◆ What you will do
Reproduce verbatim every line below, from the one containing "Where can you see the advertising" down to the final line, including both ends.

◆ Material for this task

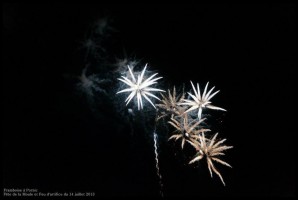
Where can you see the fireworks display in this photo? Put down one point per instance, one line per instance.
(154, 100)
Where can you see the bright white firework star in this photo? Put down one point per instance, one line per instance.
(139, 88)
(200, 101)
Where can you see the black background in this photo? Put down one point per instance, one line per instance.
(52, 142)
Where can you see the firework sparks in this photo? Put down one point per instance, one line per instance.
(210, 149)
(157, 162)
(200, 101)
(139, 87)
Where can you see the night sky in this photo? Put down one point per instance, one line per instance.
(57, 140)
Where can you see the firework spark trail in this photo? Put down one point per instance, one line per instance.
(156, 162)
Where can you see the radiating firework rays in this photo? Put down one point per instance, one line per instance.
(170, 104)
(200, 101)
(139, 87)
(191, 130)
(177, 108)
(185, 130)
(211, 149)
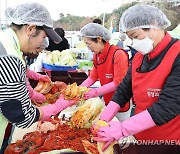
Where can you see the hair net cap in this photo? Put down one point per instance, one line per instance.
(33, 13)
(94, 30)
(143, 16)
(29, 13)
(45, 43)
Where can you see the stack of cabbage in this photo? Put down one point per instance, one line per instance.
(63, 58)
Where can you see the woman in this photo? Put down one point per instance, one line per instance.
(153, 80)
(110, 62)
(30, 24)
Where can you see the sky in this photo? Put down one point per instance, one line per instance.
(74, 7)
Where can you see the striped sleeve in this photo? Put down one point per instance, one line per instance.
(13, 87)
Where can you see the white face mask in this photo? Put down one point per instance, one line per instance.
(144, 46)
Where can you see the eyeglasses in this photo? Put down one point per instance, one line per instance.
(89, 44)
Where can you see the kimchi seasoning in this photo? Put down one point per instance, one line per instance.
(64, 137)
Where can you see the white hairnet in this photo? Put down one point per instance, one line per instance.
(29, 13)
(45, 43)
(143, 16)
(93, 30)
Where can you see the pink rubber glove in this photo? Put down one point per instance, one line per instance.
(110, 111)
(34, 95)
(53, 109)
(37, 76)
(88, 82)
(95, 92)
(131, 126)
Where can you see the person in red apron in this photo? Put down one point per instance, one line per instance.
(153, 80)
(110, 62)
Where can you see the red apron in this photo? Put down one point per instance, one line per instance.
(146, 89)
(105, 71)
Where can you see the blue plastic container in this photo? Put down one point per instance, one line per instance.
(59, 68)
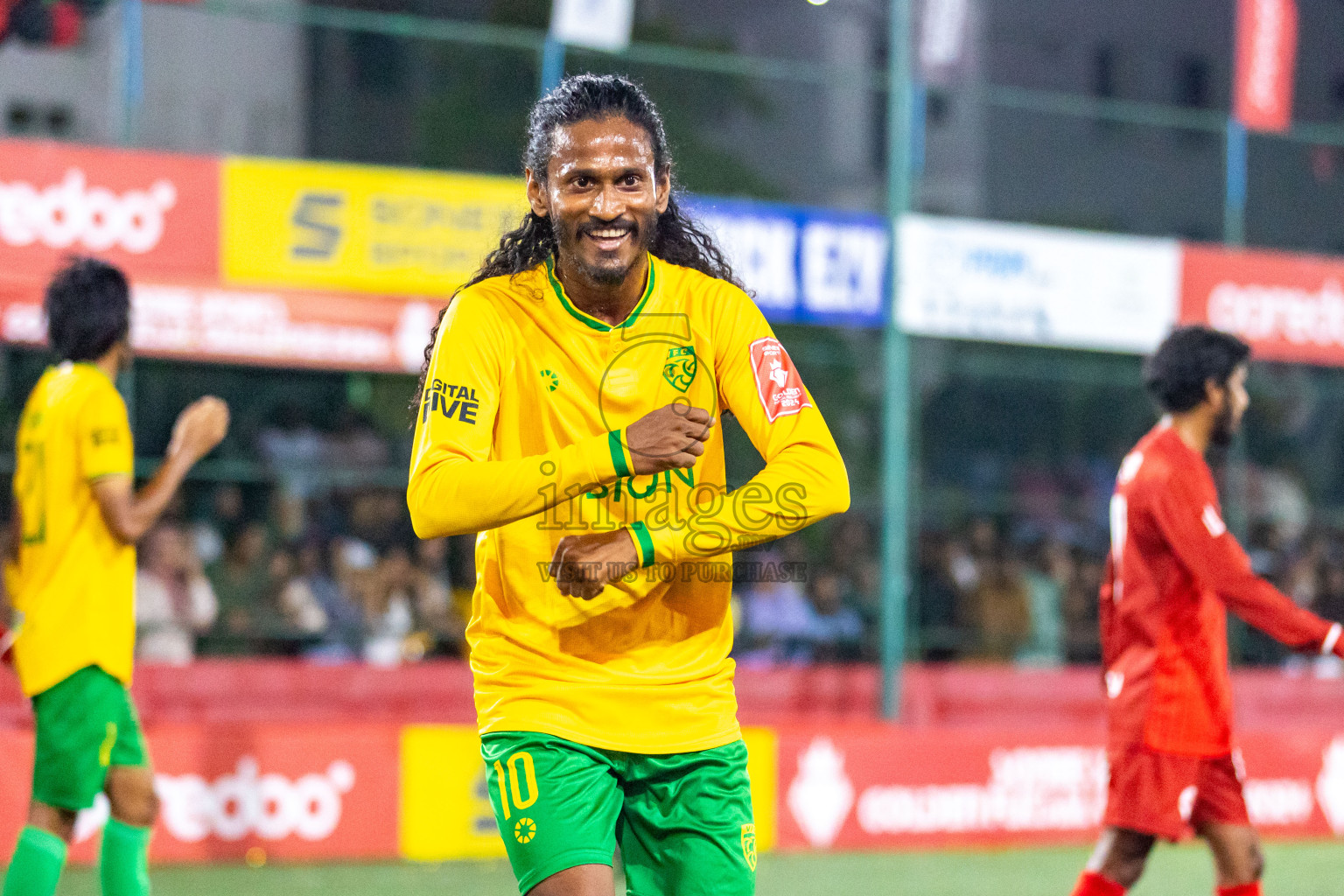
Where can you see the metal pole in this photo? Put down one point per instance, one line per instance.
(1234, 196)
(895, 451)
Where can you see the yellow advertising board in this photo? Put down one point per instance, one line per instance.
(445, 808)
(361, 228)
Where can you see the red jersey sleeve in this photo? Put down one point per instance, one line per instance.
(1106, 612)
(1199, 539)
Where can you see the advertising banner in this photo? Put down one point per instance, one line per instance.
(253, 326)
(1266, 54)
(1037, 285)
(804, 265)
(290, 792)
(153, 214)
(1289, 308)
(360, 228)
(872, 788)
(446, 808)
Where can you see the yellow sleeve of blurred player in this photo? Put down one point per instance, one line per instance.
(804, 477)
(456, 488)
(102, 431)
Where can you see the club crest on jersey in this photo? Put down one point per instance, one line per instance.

◆ Output
Where can you see the advertising banner in this photo? Put down one point per instance, one line per instance.
(253, 326)
(1266, 54)
(1037, 285)
(804, 265)
(290, 792)
(153, 214)
(1289, 308)
(360, 228)
(872, 788)
(446, 808)
Where can you see the yellow sleeve of blurred player in this photo? Put down one point per instance, one line per instance.
(804, 477)
(456, 488)
(102, 431)
Where can you see the club crest on jersey in this photo? Put down one point per instance, one line per instance.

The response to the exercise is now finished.